_Texte retenu:_

================================

39      Troisièmement, dans la mesure où il ressort de l’article 76, paragraphe 1, du règlement n° 207/2009 que l’OHMI procède à l’examen d’office des faits, il ne saurait être considéré que l’interprétation exposée au point 34 ci‑dessus alourdisse, de manière excessive, la procédure d’enregistrement au détriment du demandeur. En effet, c’est à l’OHMI qu’il revient d’examiner l’existence des motifs absolus de refus dans toutes les parties de l’Union. Par la suite, il appartient au demandeur de présenter ses observations sur les objections effectivement soulevées par l’examinateur au terme de son examen.

40      Quatrièmement, la nécessité d’obtenir et de maintenir les enregistrements nationaux lorsqu’une marque est visée par un motif absolu de refus prévu à l’article 7, paragraphe 1, du règlement n° 207/2009 seulement dans une partie de l’Union est une conséquence directe du caractère unitaire de la marque communautaire, consacré au considérant 3 du règlement n° 207/2009 ainsi qu’à son article 1er, paragraphe 2. Cette circonstance est donc inhérente à l’économie dudit règlement.

================================

_Exercice:_
Extrayez du texte sur l'examen des motifs absolus de refus le passage qui commence aux mots "40      Quatrièmement, la nécessité" et se termine après "l’économie dudit règlement.". Les données qui suivent ne servent pas ici.

Enregistrements d'un jeu de données

================================

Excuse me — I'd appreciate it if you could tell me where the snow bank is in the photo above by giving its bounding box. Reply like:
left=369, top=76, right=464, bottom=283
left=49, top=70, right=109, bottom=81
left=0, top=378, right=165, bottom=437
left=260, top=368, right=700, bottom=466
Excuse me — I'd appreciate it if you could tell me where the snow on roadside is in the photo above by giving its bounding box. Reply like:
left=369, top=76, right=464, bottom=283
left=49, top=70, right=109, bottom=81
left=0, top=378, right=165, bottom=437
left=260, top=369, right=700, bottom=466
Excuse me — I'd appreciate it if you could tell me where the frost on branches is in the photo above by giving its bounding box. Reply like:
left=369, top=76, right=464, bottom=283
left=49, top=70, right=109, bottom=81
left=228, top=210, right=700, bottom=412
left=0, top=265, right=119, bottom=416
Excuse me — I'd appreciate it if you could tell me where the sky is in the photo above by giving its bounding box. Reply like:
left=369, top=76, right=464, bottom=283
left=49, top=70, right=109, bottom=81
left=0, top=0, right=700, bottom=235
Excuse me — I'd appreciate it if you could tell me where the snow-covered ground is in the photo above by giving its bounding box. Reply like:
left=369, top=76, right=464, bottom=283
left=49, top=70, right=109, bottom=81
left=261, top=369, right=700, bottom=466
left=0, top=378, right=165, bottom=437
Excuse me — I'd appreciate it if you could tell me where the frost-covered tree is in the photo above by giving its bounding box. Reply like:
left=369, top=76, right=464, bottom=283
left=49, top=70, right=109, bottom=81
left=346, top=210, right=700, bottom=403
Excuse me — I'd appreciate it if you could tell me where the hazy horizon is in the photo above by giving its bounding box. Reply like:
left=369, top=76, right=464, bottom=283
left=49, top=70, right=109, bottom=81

================================

_Résultat:_
40      Quatrièmement, la nécessité d’obtenir et de maintenir les enregistrements nationaux lorsqu’une marque est visée par un motif absolu de refus prévu à l’article 7, paragraphe 1, du règlement n° 207/2009 seulement dans une partie de l’Union est une conséquence directe du caractère unitaire de la marque communautaire, consacré au considérant 3 du règlement n° 207/2009 ainsi qu’à son article 1er, paragraphe 2. Cette circonstance est donc inhérente à l’économie dudit règlement.